**Exercise objective**: Turn every line of the data below into a JSON list of strings, one string per line, and skip any blank lines.

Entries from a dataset
-------
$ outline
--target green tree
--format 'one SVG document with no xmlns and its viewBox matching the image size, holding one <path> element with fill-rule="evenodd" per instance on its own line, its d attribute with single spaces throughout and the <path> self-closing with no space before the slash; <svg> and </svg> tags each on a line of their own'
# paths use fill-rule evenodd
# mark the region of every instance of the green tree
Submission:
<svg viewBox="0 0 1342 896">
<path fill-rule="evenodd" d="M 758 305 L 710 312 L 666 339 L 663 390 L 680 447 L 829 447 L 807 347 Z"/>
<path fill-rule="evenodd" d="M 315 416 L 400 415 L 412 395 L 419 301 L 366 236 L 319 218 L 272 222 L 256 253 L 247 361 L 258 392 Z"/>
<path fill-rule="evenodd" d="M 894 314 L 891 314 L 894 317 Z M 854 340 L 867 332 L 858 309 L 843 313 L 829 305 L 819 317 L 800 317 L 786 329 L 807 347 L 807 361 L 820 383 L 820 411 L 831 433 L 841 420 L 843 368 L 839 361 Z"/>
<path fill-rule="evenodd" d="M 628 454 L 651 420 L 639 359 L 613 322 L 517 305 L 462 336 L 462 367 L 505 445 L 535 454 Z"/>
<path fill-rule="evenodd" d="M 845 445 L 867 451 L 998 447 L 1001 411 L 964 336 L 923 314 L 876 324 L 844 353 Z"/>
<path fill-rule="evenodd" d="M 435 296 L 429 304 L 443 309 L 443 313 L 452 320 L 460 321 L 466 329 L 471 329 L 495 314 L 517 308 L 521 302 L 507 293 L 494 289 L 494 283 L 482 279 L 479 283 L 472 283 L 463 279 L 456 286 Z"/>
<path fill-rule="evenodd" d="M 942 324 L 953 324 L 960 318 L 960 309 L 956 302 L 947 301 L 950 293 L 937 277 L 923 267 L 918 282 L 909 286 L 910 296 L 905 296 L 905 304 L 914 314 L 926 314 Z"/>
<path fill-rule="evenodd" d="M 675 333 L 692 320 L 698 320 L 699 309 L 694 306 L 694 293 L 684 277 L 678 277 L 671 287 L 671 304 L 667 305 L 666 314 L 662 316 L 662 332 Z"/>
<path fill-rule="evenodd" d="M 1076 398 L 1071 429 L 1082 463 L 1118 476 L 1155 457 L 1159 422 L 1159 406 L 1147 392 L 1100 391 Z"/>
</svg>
-------
**Response to the exercise**:
[
  "$ outline",
  "--target green tree",
  "--format 'one SVG document with no xmlns and its viewBox matching the image size, holding one <path> element with fill-rule=\"evenodd\" per instance on its own line, its d attribute with single spaces throughout and the <path> self-closing with no space before the slash; <svg> and </svg> tags each on a line of their own'",
  "# paths use fill-rule evenodd",
  "# mark the region of every instance of the green tree",
  "Submission:",
  "<svg viewBox=\"0 0 1342 896\">",
  "<path fill-rule=\"evenodd\" d=\"M 758 305 L 710 312 L 666 339 L 663 390 L 680 447 L 829 447 L 807 347 Z\"/>",
  "<path fill-rule=\"evenodd\" d=\"M 315 416 L 400 415 L 412 395 L 419 301 L 366 236 L 319 218 L 272 222 L 256 253 L 247 361 L 258 392 Z\"/>",
  "<path fill-rule=\"evenodd\" d=\"M 894 314 L 891 314 L 894 317 Z M 854 340 L 867 332 L 858 309 L 843 313 L 829 305 L 819 317 L 800 317 L 786 329 L 807 347 L 807 361 L 820 383 L 820 411 L 831 433 L 841 420 L 843 368 L 839 361 Z\"/>",
  "<path fill-rule=\"evenodd\" d=\"M 628 454 L 651 420 L 639 359 L 613 322 L 517 305 L 462 336 L 462 367 L 505 445 L 535 454 Z\"/>",
  "<path fill-rule=\"evenodd\" d=\"M 845 445 L 867 451 L 998 447 L 1001 411 L 964 336 L 923 314 L 876 324 L 844 353 Z\"/>",
  "<path fill-rule=\"evenodd\" d=\"M 435 296 L 429 304 L 443 309 L 443 313 L 452 320 L 460 321 L 466 329 L 471 329 L 495 314 L 517 308 L 521 302 L 507 293 L 494 289 L 494 283 L 482 279 L 479 283 L 472 283 L 463 279 L 456 286 Z\"/>",
  "<path fill-rule=\"evenodd\" d=\"M 942 324 L 953 324 L 960 318 L 960 309 L 956 302 L 947 301 L 950 293 L 937 277 L 923 267 L 918 282 L 909 286 L 910 296 L 905 296 L 905 304 L 914 314 L 926 314 Z\"/>",
  "<path fill-rule=\"evenodd\" d=\"M 675 333 L 692 320 L 698 320 L 699 309 L 694 306 L 694 293 L 684 277 L 678 277 L 671 287 L 671 304 L 667 305 L 666 314 L 662 316 L 662 332 Z\"/>",
  "<path fill-rule=\"evenodd\" d=\"M 1076 398 L 1071 429 L 1082 463 L 1118 476 L 1155 457 L 1159 422 L 1159 406 L 1147 392 L 1100 391 Z\"/>",
  "</svg>"
]